··· Given text ···

# CD/DVD-ROM drive won't play PC-DVD game



## bjh_21 (Nov 25, 2007)

Hello. I have a DELL Dimension E510. My OS is Win XP Media Center Edition Version 2002 SP2. My CD/DVD drive is listed under device manager as HL-DT-ST DVD+-RW GWA41G4B. I just recently purchased my first PC-DVD game: Call of Duty 4. When I put the game disc in the drive, nothing happens except that the drive makes a series of grumbling and whining sounds as though it's trying to read the disc and then quits. I tested the drive by trying both a music cd and a dvd movie. Both of these worked without a hitch. I then tested the game disc by placing it in my home entertainment system dvd player (non-pc). The dvd player recognized the disc and displayed the folders that are present on it. I went to Dell's driver support page and installed an optional update for my cd/dvd driver. No luck. Any ideas?


----------



## Siten0308 (Jun 9, 2006)

The only thing I can say is go to device manager, then uninstall it. Go to dells support page at support.dell.com then type in your service tag number, get the latest driver for your cd/DVD-rom, and install it again, maybe its a driver issue. I am sorry to say thats the only thing I can think of, also maybe try contacting dell, I know its probably what you dont want to hear, but they may be of some assistant where they get a lot of people having that same issue with the same PC model or cd/DVD-rom model. also when you repost, please put down more info such as model numbers, it helps us to help solve your problem.


----------



## bjh_21 (Nov 25, 2007)

··· Material ···

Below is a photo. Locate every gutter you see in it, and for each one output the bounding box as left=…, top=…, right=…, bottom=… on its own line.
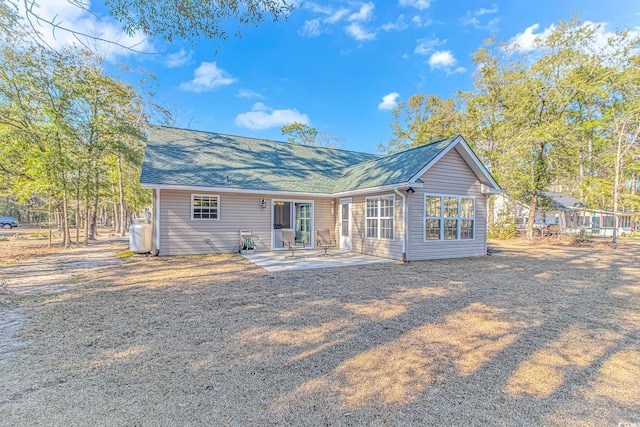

···

■ Stated task: Repeat the part of the forum thread about the CD/DVD drive that runs between "# CD/DVD-ROM drive" and "luck. Any ideas?", inclusive.

■ Solution to the problem:
# CD/DVD-ROM drive won't play PC-DVD game



## bjh_21 (Nov 25, 2007)

Hello. I have a DELL Dimension E510. My OS is Win XP Media Center Edition Version 2002 SP2. My CD/DVD drive is listed under device manager as HL-DT-ST DVD+-RW GWA41G4B. I just recently purchased my first PC-DVD game: Call of Duty 4. When I put the game disc in the drive, nothing happens except that the drive makes a series of grumbling and whining sounds as though it's trying to read the disc and then quits. I tested the drive by trying both a music cd and a dvd movie. Both of these worked without a hitch. I then tested the game disc by placing it in my home entertainment system dvd player (non-pc). The dvd player recognized the disc and displayed the folders that are present on it. I went to Dell's driver support page and installed an optional update for my cd/dvd driver. No luck. Any ideas?